[Short problem]
State how many lines in the data below contain the string "batter", matching case exactly. Give only the number.

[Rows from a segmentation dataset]
**********

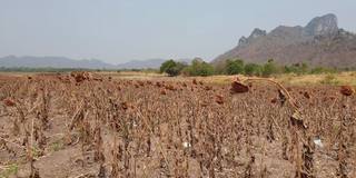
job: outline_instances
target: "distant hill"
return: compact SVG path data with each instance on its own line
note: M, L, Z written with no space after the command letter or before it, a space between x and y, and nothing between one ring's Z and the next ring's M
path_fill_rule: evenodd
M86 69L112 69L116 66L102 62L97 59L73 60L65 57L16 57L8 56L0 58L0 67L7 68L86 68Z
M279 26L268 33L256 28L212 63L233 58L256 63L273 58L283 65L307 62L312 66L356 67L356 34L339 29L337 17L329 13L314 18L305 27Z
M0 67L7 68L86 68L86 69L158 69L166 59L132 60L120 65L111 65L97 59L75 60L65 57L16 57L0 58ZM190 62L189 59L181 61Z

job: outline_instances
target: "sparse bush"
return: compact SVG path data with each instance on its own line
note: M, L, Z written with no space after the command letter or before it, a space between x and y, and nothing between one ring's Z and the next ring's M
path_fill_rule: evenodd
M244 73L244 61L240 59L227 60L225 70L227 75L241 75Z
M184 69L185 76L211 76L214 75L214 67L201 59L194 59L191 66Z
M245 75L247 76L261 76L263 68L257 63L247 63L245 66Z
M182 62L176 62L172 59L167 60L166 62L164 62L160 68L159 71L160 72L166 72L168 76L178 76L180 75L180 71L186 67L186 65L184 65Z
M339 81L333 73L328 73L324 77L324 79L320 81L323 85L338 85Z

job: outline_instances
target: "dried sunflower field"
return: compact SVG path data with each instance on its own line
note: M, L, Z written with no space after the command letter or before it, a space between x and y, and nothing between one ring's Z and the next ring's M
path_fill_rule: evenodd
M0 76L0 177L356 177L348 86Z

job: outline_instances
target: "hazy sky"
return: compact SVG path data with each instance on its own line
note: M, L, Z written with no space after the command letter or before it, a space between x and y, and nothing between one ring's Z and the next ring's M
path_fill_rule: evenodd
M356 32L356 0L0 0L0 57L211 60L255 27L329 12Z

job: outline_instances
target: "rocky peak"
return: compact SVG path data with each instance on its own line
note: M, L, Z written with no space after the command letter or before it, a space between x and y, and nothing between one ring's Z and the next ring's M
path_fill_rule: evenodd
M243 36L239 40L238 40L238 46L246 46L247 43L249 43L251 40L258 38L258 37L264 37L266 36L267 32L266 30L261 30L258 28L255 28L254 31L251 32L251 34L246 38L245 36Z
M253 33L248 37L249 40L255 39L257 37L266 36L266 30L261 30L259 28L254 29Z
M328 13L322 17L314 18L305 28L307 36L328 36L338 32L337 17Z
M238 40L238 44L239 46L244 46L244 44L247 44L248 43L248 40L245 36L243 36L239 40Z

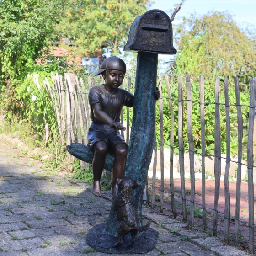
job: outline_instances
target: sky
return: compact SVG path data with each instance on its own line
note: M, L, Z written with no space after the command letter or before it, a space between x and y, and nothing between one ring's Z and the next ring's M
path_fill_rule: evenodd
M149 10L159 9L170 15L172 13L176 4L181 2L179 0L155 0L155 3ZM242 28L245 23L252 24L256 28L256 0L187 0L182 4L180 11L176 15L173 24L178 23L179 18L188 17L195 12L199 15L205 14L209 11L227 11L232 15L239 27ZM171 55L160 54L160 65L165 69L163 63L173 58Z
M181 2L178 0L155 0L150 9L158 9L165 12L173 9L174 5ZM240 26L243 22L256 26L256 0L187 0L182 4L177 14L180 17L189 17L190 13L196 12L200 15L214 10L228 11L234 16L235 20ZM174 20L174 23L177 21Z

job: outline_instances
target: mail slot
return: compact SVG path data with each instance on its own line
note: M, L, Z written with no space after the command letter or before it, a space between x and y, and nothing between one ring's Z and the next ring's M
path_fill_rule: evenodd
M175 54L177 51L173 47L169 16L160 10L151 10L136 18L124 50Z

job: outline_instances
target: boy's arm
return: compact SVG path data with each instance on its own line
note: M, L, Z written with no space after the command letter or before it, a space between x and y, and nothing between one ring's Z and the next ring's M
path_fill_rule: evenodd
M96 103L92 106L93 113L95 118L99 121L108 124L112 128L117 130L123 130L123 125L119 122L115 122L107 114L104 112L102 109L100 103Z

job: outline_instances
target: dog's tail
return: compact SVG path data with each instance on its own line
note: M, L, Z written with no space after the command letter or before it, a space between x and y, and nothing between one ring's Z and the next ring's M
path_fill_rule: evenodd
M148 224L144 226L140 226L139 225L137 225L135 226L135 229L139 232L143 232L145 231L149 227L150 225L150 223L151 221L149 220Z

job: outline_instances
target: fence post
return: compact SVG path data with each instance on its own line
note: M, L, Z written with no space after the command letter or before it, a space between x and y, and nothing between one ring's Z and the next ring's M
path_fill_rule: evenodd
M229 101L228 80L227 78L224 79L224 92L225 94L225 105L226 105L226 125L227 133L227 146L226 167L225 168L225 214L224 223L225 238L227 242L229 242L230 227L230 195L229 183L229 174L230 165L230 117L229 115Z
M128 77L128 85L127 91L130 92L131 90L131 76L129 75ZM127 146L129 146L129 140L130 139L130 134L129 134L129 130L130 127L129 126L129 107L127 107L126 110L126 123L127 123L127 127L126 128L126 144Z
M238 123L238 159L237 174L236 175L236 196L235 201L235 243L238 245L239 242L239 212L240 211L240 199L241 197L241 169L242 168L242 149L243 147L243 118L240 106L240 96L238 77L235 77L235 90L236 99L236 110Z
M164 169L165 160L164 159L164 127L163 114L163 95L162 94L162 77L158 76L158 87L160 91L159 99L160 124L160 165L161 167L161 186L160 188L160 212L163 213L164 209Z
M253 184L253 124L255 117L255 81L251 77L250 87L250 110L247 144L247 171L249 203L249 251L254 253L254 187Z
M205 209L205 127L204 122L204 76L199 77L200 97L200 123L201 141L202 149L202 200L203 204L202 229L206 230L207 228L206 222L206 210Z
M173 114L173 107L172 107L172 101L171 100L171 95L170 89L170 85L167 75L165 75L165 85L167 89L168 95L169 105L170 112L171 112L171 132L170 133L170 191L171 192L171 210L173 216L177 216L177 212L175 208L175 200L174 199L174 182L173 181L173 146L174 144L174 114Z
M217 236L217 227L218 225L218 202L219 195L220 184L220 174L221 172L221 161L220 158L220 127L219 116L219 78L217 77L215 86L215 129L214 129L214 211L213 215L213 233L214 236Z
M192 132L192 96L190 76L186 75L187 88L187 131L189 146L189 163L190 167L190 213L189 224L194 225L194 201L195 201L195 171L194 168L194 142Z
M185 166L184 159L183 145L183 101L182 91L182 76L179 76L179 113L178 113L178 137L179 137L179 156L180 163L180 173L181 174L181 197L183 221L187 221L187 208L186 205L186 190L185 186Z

**********

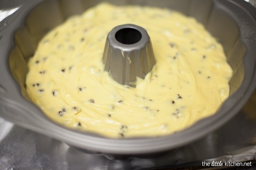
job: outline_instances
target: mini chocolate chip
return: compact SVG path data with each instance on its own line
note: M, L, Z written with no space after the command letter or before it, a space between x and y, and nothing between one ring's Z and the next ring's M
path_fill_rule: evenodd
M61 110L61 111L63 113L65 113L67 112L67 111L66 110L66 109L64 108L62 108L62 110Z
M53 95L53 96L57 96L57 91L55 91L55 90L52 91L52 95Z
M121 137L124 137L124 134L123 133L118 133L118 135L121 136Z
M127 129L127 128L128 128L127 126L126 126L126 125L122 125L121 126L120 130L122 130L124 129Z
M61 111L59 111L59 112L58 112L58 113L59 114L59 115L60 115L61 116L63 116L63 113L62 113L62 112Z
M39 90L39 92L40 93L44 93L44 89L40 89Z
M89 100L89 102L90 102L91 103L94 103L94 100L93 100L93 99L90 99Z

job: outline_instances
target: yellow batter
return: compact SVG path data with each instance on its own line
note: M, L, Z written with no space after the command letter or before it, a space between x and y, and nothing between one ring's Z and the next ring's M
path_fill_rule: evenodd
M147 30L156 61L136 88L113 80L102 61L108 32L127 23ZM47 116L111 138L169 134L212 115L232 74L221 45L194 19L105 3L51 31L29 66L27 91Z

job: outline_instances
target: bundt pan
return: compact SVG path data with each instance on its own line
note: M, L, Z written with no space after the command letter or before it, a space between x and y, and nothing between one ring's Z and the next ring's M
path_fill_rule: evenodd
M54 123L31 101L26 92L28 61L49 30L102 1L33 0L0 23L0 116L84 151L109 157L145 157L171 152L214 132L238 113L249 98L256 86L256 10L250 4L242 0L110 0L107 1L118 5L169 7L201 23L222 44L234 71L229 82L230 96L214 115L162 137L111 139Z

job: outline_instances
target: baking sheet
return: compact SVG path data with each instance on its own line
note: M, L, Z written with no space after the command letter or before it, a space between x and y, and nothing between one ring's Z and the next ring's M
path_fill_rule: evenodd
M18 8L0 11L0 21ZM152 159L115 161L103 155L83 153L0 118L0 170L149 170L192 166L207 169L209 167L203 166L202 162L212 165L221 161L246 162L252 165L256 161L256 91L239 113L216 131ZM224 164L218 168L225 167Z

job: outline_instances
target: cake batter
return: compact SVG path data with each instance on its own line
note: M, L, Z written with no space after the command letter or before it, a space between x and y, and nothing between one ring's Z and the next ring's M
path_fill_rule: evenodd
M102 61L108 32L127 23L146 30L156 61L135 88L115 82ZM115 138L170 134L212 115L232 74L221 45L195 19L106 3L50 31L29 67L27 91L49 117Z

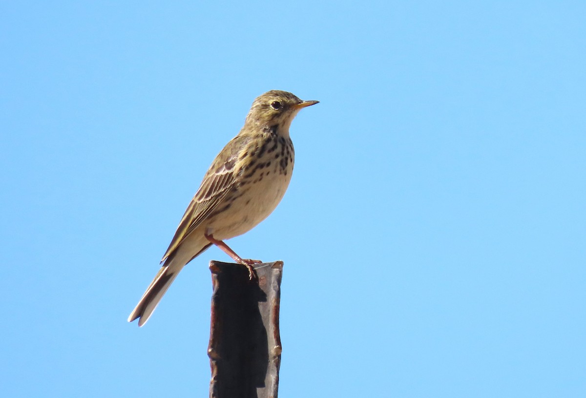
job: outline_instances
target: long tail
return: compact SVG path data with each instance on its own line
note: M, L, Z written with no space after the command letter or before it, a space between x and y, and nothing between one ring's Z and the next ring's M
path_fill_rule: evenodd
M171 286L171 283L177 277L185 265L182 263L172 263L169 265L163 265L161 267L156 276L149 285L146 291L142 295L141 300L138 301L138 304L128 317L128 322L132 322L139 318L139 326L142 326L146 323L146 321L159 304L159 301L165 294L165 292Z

**********

[Exercise output]
2